READING TEXT.
-- Opening Marker --

Lori Cardinelle plays Dr. Sarah Bowman, a cool-headed member of the science team and, for most of the film, its focal point.  The primary antagonist is the profane, perpetually pissed Captain Rhodes (Joseph Pilato), an instantly unlikable character who leads a dwindling corps of soldiers, most of whom are unmitigated idiots or psychos, not the least of which is the brawny, bigoted Private Steel (Gary Howard Klar).  Cardinelle does her best to work with Dr. Logan (Richard Liberty), whose penchant for cutting up zombies to see how they work has earned him the nickname "Frankenstein."  Dr. Bowman's most trusted colleagues are the civilians -- helicopter pilot Bill McDermott and the communications technician known only as John (Terry Alexander).

Down in the underground complex, the military is ostensibly working for the science team.  Periodically, zombies must be trapped and delivered to Dr. Logan, who spends most of his time locked in his lab amid the scalpels and bone saws, with scarcely time enough to wash the putrid blood from his lab coat.  In fact, he doesn't bother any more.  Nice duds, Doc.  Zombie-wrangling is dangerous -- even deadly work -- and the soldiers are dwindling in number with little progress being shown from the science team.

-- Closing Marker --

COLLECTED DATA.

-- Opening Marker --

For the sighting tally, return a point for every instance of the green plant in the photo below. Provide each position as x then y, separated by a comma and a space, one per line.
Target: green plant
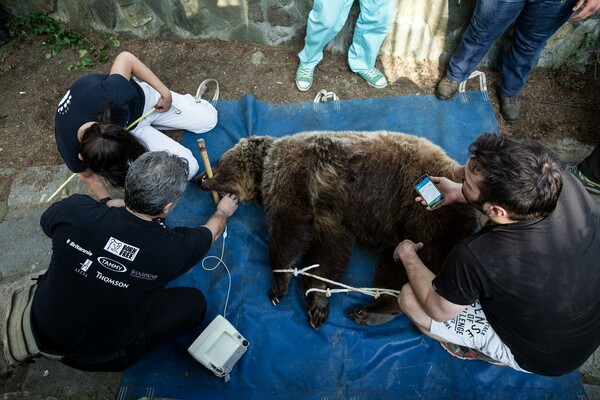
59, 37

-- Closing Marker --

THE PROBLEM. Continue the zombie film review from its last sentence, in the same voice.

REPLY TO THE EXERCISE.
Bub makes a call -- but to whom?
Now, Dr. Logan has figured out --more or less -- how zombies work.  Their brains are burned out save for their most basic central nervous systems, and the little movement they manage is very painful.  They move and eat mostly out of habit -- they can't digest the flesh they consume -- and whatever is making them zombies also slows the rate of decomposition.  Logan has given up on trying to reverse or prevent zombification, but he is working on trying to train them.  In fact, Logan has a particularly promising zombie subject, whom he's named Bub.  Bub is not as threatening as the other undead, and appears to recall -- if only in grunting pantomime -- some things from his former life: cassette recorders, books, phones, and (!) shaving equipment.  But in order to keep Bub docile and quasi-friendly, this zombie-pet requires regular treats of freshly hewn human flesh.  And don't ask Dr. Logan where he got it.

There's a great deal of arguing among the principal players, with a measured dose of excellent zombie encounters in Acts One and Two.  There's just enough undead hanging around to keep the audience from getting bored amid all the yelling.  Needless the say, the whole operation is unsustainable.  In Act Three, one injured soldier loses his mind and, in a fit of vengeance or hopelessness (it's not clear), he lets a whole freight elevator full of zombies into the compound, and everyone pretty much gets eaten.  Dr. Bowman and her two civilian pals do their best to make a run for it out the "back door" of the underground complex, and their escape makes for some of the most entertaining and carefully constructed zombie kills in the film.  Cranky old Captain Rhodes is torn asunder in particularly fine fashion, and Bub turns in some fine moments as well before it's all gone to hell.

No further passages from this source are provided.